> [DIRECTION]:
In the records below, find the line containing "[pin] drainpipe (one"; copy exactly that line and all lines after it to the end, and nothing else.

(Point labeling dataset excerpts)
- - -

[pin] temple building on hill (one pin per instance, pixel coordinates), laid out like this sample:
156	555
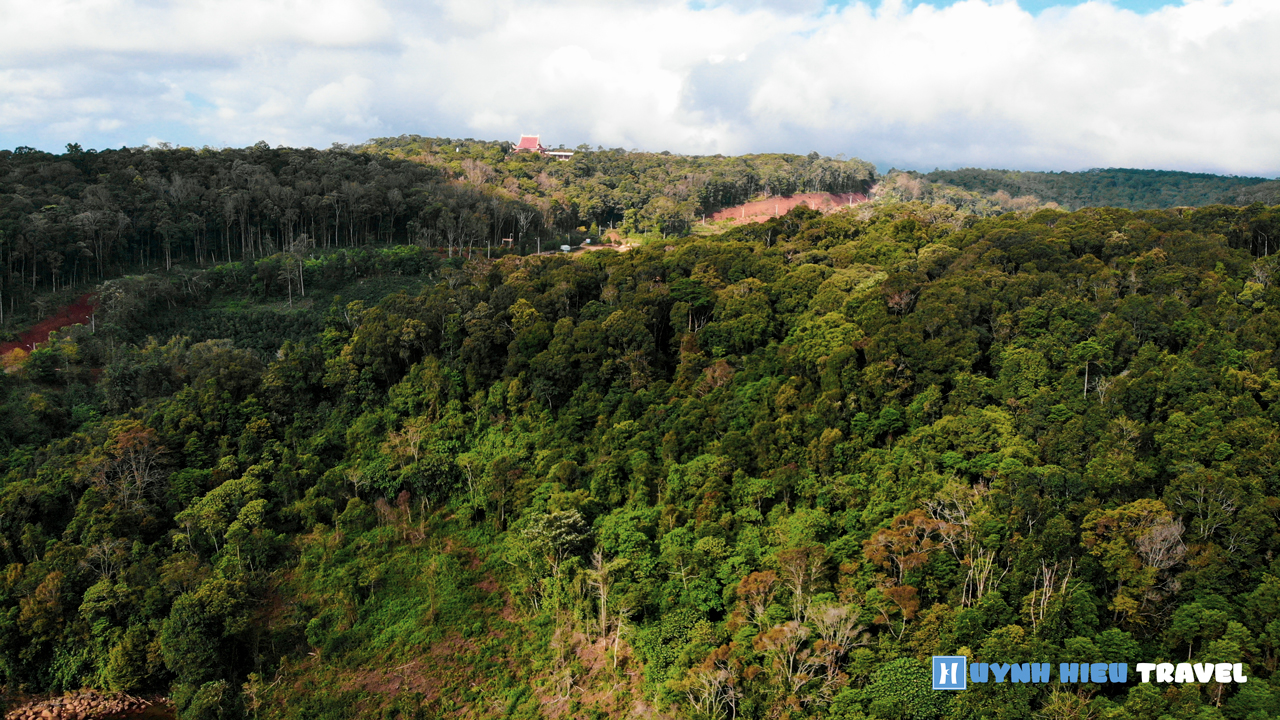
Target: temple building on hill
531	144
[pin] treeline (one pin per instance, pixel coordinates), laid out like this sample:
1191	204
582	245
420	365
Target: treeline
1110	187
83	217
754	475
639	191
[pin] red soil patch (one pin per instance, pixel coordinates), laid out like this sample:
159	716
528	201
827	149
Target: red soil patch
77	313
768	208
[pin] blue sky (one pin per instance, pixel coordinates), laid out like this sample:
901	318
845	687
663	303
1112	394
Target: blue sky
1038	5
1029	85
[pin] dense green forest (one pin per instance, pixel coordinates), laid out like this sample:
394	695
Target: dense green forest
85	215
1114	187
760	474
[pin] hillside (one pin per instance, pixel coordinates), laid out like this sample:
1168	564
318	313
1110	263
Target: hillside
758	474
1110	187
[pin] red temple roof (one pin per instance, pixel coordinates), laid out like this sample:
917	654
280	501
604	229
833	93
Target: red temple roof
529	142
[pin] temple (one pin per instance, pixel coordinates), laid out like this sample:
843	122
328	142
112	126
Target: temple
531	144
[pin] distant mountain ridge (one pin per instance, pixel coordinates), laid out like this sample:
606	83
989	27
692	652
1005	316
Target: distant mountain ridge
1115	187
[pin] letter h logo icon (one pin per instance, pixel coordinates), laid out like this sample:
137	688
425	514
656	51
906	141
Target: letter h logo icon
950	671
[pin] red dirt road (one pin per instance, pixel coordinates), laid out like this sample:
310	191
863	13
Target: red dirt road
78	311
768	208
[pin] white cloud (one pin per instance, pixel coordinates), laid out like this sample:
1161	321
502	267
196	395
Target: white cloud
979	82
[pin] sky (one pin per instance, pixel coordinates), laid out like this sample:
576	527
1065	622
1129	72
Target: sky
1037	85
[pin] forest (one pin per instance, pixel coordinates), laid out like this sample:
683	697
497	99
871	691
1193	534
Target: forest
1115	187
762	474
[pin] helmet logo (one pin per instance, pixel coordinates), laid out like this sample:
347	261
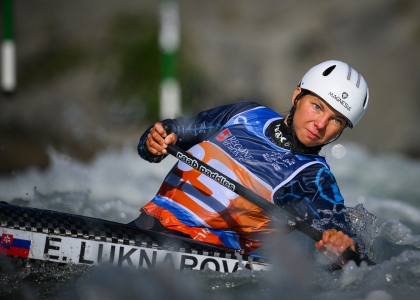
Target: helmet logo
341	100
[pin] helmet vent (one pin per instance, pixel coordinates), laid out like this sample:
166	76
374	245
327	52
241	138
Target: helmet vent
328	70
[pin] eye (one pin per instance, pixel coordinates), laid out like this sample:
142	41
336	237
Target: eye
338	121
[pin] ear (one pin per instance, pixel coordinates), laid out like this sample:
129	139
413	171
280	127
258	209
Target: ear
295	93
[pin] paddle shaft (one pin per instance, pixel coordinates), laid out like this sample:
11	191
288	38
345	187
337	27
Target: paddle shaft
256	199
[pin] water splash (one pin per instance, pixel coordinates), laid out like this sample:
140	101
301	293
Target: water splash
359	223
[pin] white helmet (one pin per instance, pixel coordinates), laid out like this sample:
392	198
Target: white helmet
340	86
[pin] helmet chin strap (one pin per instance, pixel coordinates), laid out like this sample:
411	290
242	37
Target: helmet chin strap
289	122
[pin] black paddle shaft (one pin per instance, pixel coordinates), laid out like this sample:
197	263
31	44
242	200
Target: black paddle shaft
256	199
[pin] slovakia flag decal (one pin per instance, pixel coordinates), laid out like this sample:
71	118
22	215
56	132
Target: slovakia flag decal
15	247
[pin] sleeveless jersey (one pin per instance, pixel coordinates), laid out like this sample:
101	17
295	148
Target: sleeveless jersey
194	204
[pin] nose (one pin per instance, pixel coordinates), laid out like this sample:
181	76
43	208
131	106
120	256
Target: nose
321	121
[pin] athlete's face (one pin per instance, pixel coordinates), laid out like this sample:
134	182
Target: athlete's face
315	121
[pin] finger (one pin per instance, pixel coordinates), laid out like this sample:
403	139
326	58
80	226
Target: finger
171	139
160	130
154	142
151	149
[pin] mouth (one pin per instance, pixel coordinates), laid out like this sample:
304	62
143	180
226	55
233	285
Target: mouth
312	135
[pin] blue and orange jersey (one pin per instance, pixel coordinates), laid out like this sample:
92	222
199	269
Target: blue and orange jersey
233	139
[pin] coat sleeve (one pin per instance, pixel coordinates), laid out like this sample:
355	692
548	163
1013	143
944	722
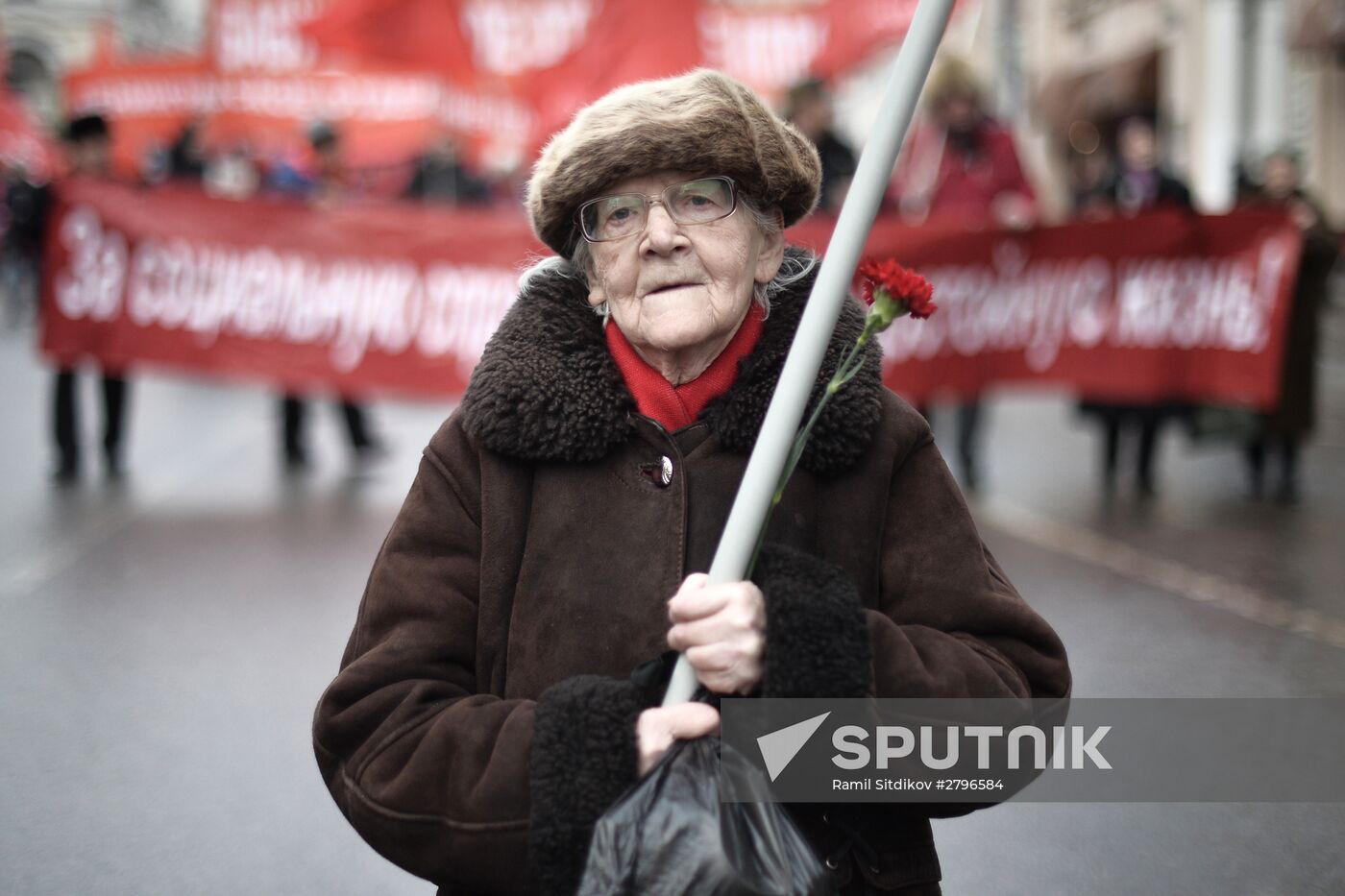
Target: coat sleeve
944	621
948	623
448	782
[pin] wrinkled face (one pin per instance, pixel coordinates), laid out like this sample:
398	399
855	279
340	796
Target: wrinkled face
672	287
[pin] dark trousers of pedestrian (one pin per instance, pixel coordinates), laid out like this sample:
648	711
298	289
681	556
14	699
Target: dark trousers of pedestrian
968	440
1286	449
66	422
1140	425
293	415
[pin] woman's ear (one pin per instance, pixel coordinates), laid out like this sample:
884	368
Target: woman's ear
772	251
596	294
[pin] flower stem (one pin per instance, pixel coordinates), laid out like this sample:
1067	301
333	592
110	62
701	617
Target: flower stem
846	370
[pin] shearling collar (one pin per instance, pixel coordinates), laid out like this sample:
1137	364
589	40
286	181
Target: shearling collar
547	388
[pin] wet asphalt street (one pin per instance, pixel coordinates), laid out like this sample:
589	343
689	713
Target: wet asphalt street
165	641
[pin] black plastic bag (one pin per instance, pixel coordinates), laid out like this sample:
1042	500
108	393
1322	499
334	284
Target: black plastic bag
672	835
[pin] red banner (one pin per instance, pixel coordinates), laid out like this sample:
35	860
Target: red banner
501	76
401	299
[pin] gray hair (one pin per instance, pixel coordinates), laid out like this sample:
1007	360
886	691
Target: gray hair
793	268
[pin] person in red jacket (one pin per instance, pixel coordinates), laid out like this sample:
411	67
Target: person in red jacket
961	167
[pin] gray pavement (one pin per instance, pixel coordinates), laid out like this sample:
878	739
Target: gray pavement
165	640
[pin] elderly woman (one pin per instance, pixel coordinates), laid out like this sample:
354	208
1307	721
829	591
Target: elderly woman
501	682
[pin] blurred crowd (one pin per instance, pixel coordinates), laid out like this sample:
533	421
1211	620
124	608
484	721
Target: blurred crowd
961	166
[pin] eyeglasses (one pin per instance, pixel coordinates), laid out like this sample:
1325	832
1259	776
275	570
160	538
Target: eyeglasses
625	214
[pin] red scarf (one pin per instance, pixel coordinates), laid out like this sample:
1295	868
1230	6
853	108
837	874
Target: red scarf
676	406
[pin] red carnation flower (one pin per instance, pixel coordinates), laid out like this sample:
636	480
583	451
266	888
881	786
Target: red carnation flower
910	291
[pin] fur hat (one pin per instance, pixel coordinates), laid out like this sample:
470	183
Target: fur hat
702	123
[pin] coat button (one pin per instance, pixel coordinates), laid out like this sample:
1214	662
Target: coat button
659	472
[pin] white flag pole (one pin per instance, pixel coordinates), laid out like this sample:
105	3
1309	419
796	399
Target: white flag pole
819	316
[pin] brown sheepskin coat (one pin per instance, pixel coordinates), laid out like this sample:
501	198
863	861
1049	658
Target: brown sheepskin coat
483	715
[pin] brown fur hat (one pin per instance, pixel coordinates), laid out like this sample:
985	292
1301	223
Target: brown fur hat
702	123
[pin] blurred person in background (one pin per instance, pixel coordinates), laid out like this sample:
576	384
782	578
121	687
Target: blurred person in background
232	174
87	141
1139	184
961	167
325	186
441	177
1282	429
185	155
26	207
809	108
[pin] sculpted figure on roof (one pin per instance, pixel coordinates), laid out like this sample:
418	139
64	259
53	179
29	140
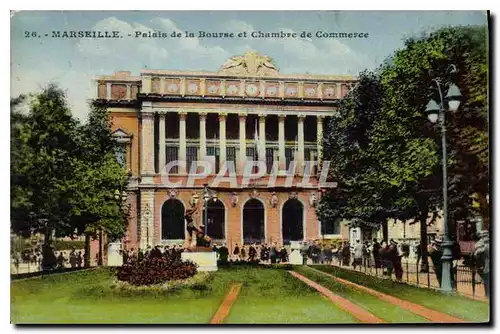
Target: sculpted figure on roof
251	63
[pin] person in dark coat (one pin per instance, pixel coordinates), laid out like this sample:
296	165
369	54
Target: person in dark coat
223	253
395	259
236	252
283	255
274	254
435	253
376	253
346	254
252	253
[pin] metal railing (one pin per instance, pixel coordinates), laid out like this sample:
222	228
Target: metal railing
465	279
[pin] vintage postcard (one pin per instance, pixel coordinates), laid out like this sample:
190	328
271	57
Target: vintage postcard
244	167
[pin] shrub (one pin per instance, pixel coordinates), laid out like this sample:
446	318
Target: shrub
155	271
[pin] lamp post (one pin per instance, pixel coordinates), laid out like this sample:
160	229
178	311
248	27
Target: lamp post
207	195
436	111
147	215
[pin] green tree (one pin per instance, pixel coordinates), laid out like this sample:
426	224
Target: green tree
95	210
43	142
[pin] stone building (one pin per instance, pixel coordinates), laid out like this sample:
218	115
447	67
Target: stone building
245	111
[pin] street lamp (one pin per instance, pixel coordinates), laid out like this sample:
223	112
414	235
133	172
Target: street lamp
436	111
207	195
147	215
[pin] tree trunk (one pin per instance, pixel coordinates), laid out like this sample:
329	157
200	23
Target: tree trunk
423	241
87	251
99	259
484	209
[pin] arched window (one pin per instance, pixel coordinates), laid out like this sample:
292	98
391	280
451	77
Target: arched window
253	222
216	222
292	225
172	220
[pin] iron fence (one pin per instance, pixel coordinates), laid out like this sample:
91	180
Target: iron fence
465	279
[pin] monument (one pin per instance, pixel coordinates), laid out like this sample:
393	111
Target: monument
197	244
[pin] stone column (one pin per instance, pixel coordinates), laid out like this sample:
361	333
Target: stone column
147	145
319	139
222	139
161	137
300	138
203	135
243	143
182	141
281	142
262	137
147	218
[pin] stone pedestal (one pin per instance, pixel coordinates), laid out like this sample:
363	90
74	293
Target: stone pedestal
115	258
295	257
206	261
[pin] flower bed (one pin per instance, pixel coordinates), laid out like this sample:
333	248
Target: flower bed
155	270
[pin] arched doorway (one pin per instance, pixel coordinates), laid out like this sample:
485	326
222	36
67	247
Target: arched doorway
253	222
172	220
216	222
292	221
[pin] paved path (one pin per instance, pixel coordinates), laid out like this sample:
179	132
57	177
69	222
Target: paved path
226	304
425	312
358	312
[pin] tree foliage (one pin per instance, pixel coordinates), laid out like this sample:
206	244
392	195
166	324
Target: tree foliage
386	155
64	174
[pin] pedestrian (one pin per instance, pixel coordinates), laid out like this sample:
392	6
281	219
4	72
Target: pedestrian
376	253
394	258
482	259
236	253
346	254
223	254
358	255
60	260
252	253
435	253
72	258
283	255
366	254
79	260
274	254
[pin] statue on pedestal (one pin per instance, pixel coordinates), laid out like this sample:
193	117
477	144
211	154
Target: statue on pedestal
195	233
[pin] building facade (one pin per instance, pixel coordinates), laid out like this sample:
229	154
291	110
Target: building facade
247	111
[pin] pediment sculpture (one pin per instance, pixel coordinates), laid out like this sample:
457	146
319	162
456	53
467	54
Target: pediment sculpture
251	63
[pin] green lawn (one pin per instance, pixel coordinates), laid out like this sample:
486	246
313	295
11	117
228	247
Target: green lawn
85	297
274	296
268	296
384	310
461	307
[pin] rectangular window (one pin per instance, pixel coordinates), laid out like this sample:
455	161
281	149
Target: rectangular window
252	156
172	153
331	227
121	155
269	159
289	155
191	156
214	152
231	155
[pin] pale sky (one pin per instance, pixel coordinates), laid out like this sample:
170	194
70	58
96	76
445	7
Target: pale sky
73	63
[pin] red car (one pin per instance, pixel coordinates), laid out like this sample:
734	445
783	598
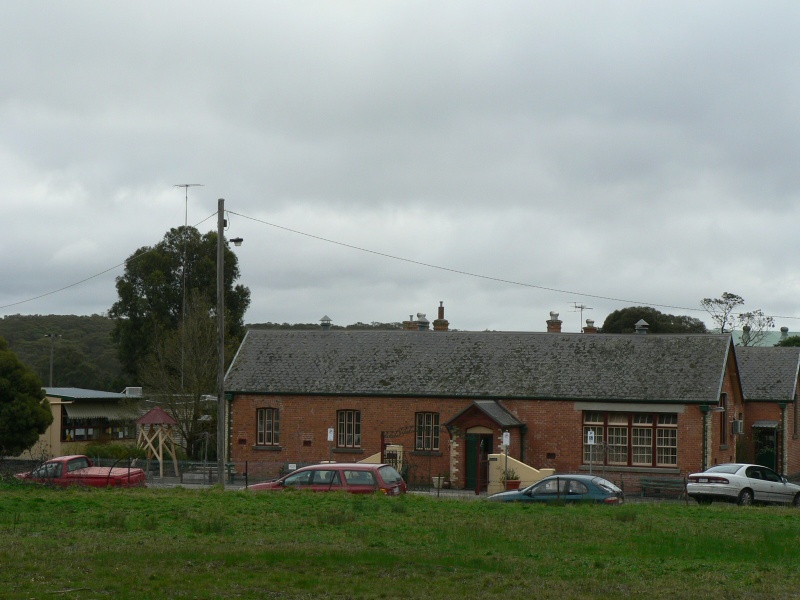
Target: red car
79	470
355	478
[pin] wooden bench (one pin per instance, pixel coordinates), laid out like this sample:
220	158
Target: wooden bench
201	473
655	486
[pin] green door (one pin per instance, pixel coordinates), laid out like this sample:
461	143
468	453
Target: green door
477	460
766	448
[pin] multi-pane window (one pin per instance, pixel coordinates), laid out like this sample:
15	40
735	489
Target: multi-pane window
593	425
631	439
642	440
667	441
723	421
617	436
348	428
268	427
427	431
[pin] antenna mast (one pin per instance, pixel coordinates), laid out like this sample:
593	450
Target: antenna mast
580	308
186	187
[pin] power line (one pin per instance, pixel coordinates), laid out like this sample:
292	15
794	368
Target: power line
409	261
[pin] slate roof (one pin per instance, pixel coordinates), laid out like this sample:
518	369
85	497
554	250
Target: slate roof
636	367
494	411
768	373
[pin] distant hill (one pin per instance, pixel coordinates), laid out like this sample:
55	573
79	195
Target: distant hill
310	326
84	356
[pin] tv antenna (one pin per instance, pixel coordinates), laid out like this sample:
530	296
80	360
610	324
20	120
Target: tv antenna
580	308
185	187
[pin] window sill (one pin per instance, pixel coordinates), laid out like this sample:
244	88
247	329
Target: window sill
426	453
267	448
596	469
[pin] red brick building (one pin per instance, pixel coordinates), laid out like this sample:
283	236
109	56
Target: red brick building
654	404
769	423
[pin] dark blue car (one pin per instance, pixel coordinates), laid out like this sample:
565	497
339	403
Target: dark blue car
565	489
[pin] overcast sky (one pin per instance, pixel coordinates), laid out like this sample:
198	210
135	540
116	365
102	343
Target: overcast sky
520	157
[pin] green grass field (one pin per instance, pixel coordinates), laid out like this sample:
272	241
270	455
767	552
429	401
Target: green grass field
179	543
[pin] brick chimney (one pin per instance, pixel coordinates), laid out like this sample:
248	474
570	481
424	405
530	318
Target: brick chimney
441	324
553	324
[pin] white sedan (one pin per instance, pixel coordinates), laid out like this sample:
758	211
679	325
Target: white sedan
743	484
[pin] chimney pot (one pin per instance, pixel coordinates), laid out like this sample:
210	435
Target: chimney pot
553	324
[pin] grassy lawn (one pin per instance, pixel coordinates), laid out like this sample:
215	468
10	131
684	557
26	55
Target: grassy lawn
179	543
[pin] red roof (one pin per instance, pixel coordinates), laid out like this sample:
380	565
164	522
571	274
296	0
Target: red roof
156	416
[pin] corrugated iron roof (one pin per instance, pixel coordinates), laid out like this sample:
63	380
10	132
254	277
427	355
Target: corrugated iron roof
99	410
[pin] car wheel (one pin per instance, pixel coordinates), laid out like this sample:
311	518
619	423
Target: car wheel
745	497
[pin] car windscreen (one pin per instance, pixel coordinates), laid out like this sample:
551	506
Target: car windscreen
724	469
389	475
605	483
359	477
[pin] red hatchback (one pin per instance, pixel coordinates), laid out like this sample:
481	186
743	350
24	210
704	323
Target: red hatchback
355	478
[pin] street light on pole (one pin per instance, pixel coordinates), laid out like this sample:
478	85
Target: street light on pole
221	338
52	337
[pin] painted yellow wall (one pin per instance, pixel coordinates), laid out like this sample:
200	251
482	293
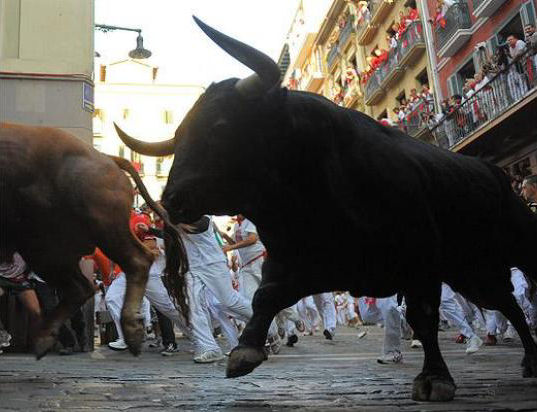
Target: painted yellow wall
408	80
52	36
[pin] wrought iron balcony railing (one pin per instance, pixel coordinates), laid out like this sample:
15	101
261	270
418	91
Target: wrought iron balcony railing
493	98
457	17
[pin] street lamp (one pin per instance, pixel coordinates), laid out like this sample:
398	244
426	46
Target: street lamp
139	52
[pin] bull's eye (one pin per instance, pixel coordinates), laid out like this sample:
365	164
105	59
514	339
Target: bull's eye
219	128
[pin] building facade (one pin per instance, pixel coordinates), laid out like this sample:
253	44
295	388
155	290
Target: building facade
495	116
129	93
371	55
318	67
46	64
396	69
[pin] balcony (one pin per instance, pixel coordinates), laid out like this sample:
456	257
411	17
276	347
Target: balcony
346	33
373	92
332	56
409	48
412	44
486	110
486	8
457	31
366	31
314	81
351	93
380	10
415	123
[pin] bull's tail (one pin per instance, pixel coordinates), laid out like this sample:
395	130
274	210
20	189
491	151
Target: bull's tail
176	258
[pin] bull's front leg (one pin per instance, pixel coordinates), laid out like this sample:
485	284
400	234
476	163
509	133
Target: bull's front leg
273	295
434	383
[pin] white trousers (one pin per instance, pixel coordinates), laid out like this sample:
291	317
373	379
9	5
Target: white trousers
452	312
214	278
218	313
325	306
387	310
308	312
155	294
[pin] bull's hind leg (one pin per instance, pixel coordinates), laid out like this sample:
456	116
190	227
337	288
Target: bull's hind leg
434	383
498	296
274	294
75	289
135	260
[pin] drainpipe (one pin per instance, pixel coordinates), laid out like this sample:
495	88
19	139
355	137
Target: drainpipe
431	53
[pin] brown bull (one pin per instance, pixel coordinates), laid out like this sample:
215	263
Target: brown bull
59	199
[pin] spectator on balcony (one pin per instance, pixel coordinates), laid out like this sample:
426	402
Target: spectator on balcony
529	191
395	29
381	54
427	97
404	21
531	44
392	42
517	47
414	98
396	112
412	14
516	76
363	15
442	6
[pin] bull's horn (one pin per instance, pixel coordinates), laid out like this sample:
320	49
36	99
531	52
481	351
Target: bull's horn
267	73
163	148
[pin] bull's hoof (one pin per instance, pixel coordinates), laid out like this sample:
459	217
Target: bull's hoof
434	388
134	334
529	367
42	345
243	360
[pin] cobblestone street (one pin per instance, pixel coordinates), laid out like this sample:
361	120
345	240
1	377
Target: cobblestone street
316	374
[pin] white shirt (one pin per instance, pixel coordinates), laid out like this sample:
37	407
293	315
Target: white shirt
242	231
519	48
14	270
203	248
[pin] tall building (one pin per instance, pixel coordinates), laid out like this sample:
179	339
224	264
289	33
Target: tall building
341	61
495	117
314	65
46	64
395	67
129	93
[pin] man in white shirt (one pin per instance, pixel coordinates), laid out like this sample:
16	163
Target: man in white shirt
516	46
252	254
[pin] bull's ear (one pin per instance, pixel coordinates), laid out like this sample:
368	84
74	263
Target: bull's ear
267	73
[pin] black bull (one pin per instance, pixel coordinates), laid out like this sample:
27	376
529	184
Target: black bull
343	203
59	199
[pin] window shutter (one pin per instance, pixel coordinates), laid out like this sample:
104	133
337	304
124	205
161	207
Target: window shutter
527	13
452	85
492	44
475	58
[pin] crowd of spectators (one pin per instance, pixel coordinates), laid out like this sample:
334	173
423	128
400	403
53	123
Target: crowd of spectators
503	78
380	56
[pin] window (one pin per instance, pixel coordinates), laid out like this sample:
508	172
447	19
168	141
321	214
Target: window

- - -

> [THE REPLY]:
[pin] drainpipe (one pin per instance, pixel coordinates), laid out like this sample:
495	88
19	139
355	137
Target: drainpipe
431	53
[pin] brown bull (one pin per instance, pixel coordinates), laid out like this sample:
215	263
Target: brown bull
59	199
[pin] spectator on balcony (one pin per instance, pixel coordinates), laid out like this sample:
426	402
Target: spectator on balcony
529	191
395	29
381	54
427	97
404	21
531	44
392	42
517	47
414	98
396	112
412	14
516	76
363	15
442	6
[pin] bull's horn (one pin per instance, pixel coordinates), laid out like this sample:
320	49
36	99
531	52
481	351
Target: bull's horn
267	73
163	148
[pin] bull's hoof (one pin per instance, pixel coordinates), laid out like this sample:
459	217
Target: bull's hoof
434	388
134	334
529	367
42	345
243	360
[pin] cobblestone street (one pin per instance, pixel coordinates), laid out like this sample:
361	120
345	240
1	377
Target: cobblestone street
316	374
[pin] white shirt (one pin per instance, pixel coordinates), laid out like this sample:
37	407
293	315
Target: white shirt
242	231
519	48
14	270
203	248
[pin] tall building (one pin per instance, pixel coordinates), laid out like this sample:
179	339
224	264
289	33
Target: tall building
341	61
495	117
314	65
46	64
395	67
129	93
[pin] man in white shirt (one pin per instance, pixel coordinates), laid out like this sample:
16	163
Target: man in white shirt
516	46
252	254
[pin] bull's ear (one pin per instance, pixel coordinates), laid out like this sample:
368	84
74	263
Target: bull's ear
267	73
[pin] black bull (one pin per instance, pixel coordinates), laid out like this sample:
27	376
529	184
Target: black bull
343	203
59	199
[pin] window shutter (one pin per instance, pixel coordinates), laid out like this sample:
104	133
337	304
124	205
161	207
Target: window shutter
527	13
452	85
492	44
475	58
[pin] crowd of spectators (one pin per instance, pixel coordinates), laid out like this sample:
334	173
423	128
400	403
53	123
Target: crowd of spectators
503	78
380	56
[pin] window (one pin per instance, pixel coordinates), laid out like this sample:
508	172
447	19
168	141
321	214
Target: window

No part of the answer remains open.